Do you set TdDataAdapter.UpdateBatchSize property? if yes, did it enhance the overall performance?
BTW, you can use TPT API but you must use C++/CLI.
Another option is to partition the data into multiple DataTables; use one thread per connection per DataTable to load the data into empty staging tables. Finally Insert-Select into target table.
I wrote "empty staging tables".
That is each thread/connection/DataTable will load into a separate empty table.
For example lets assume that you want to load 1,000,000 rows. You can partition the rows across 30 threads. Each thread will read X rows into a DataTable, establish a connection to the Teradata database, create a new table, and insert the rows into the table.
Later you can use a single connection to INSERT-SELECT from the 30 staging tables into the target table.
I wrote "C++/CLI". In this case CLI refers to "Common Language Infrastructure".
TPT API is a layer on top of Call-Level-Interface. It should greatly simplify the process of creating custom Extract and Load applications. See http://www.info.teradata.com/eDownload.cfm? itemid=071790014.
Small snippet from TPT API manual:
The Teradata Parallel Transporter Application Programming Interface (Teradata PT API) is a
set of application programming interfaces used to load and export data to and from Teradata
systems. Teradata PT API enables an application to access the Teradata Database using
proprietary Teradata load and export protocols (Teradata FastLoad, Teradata FastExport, and
Teradata MultiLoad). Unlike the Teradata utilities and Teradata Parallel Transporter that are
driven by scripts, Teradata PT API is a functional library that is part of your applications. This
allows the applications to have more control during the load and export processes.
Ron,
My experience relates to extracting data so it may not be 100% applicable so take it for what it's worth :)
I recently completed a project to compare the extract performance characteristics of TPT API, Fast Export, .NET Provider (v1.02) & ODBC. Without getting into all of the details, I was able to achieve raw extract performance equal and in some cases better (depending on volume of extract) using the .NET provider than I could with TPT API and Fast Export.
Bottom line, physical location of the server in relation to the Teradata servers is critical. The .NET provider is essentially a "single session" approach whereas I can increase the # of sessions in TPT & FExp. Across the WAN (multiple network hops), multiple sessions in TPT/FExp will drastically outperform .NET however when on the same LAN (or a max of 2 hops), multiple sessions in TPT/FExp actually showed a significant decrease in performance (possibly related to thread blocking due to more data coming than the utils can handle). In this scenario, where TPT/FExp were forced to run with a single session, .NET performed just as fast and in some cases even faster.
I did write managed C++ wrappers around the TPT API for extract only but my code was not the source of the performance drop as using the stand alone utilities by themselves behaved exactly the same.

------------------------------------------------

(GIVEN REQUEST A) In the forum thread, what does CLI stand for in "C++/CLI"?

Detection examples:
------------------------------------------------

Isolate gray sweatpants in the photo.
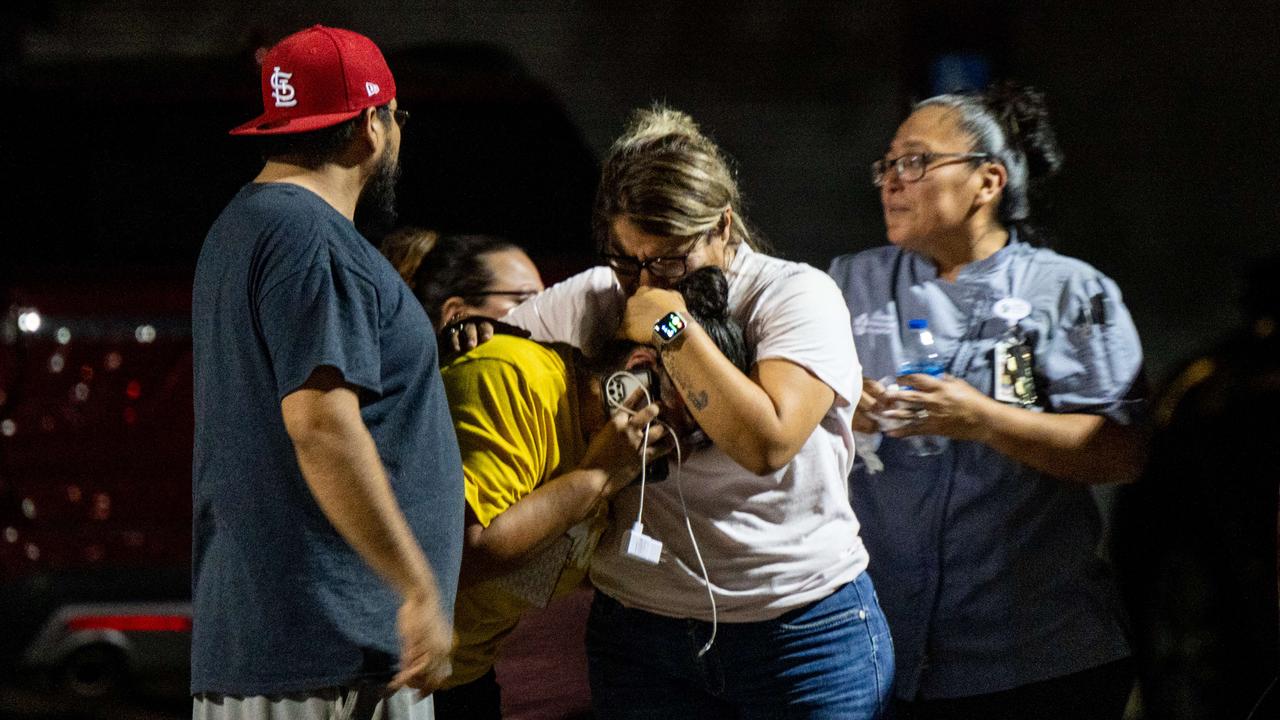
[191,685,435,720]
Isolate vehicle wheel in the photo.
[59,644,128,700]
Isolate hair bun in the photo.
[620,105,703,145]
[676,265,728,322]
[984,81,1062,179]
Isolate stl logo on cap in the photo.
[271,65,296,108]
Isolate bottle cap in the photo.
[992,297,1032,327]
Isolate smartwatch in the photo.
[653,311,689,347]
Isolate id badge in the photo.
[992,338,1037,406]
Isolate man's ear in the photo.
[360,108,390,154]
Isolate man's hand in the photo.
[618,287,689,345]
[438,315,494,354]
[390,593,453,694]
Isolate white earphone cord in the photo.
[605,370,719,657]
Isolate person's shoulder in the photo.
[737,243,826,284]
[739,244,836,297]
[444,334,564,374]
[1019,246,1112,288]
[827,245,902,272]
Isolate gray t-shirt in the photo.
[829,242,1142,698]
[191,183,462,694]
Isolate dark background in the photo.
[0,0,1280,379]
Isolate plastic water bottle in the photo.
[897,318,946,457]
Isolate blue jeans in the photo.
[586,573,893,720]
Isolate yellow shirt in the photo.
[440,334,593,687]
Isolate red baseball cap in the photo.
[230,26,396,135]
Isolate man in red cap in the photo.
[192,26,463,719]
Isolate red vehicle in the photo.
[0,41,598,697]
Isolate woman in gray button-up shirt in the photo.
[829,86,1142,720]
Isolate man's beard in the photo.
[356,143,399,245]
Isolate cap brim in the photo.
[230,108,364,135]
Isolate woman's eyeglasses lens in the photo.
[872,152,927,187]
[604,255,686,281]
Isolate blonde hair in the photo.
[381,227,440,288]
[591,104,755,250]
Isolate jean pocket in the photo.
[778,583,869,630]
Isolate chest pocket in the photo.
[950,313,1044,397]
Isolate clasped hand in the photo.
[618,287,689,345]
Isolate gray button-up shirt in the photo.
[829,241,1142,700]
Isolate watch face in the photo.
[653,313,685,342]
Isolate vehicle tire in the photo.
[58,643,129,700]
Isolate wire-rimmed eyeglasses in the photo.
[872,152,993,187]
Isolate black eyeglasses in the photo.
[872,152,993,187]
[467,290,538,305]
[600,231,716,281]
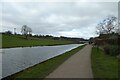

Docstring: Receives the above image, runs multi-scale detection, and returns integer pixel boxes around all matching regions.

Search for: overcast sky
[0,1,118,38]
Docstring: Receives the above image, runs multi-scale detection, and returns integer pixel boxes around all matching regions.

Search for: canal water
[0,44,83,78]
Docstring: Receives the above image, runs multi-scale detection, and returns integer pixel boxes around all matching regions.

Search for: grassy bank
[91,48,118,80]
[5,45,84,80]
[2,35,75,48]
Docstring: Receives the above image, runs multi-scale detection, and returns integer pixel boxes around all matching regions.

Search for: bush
[104,44,120,56]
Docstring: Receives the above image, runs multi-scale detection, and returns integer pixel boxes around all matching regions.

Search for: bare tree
[21,25,32,39]
[97,16,117,34]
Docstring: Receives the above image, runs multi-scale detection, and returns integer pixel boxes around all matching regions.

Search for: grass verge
[91,47,118,80]
[4,45,85,80]
[2,34,75,48]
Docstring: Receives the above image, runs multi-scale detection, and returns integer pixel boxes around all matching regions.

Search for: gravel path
[46,45,93,78]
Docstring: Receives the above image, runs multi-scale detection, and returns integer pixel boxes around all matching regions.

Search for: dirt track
[46,45,93,78]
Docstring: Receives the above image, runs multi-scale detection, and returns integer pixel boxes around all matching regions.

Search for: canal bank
[3,44,85,79]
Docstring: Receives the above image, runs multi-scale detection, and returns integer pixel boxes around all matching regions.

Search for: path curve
[46,45,93,78]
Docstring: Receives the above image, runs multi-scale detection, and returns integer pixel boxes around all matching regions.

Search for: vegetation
[2,34,75,48]
[4,45,85,80]
[91,47,118,80]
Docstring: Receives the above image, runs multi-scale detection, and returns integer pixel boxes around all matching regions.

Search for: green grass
[5,45,85,80]
[91,48,118,80]
[2,35,75,48]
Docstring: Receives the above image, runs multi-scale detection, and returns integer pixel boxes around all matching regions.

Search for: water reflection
[2,44,82,77]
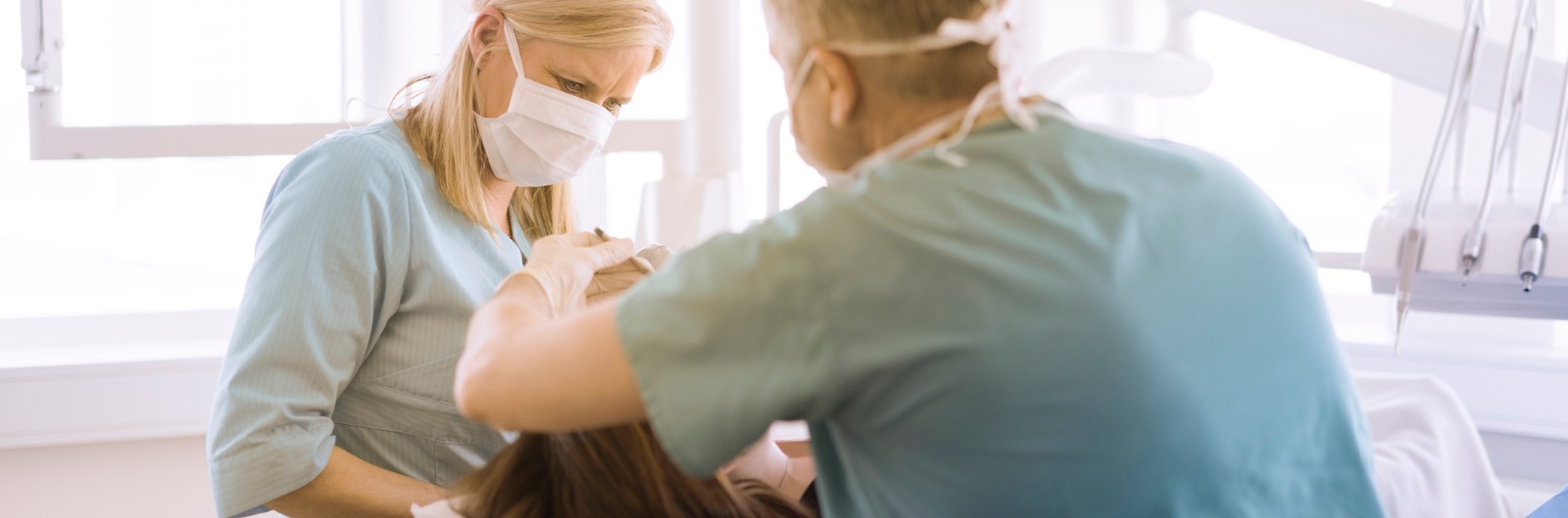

------------------------------------------------

(GIVEN REQUEST B) Please change every "Isolate" to "Outline" in the records, starting at their first line and ending with the line containing "[360,108,390,154]". Give only those lines, otherwise unchanged, and leave out the pictures.

(PROBLEM SOLUTION A) Common Language Infrastructure

(PROBLEM SOLUTION B)
Outline gray sweatpants in the photo.
[191,685,435,720]
Outline vehicle wheel in the photo.
[59,644,128,700]
Outline hair bun in the photo.
[620,105,703,145]
[676,265,728,322]
[984,81,1062,179]
Outline stl logo on cap in the photo.
[271,65,296,108]
Outline bottle cap in the photo.
[992,297,1032,327]
Outline smartwatch in the photo.
[653,311,689,347]
Outline id badge in the photo.
[992,338,1037,406]
Outline man's ear in the photo.
[360,108,390,154]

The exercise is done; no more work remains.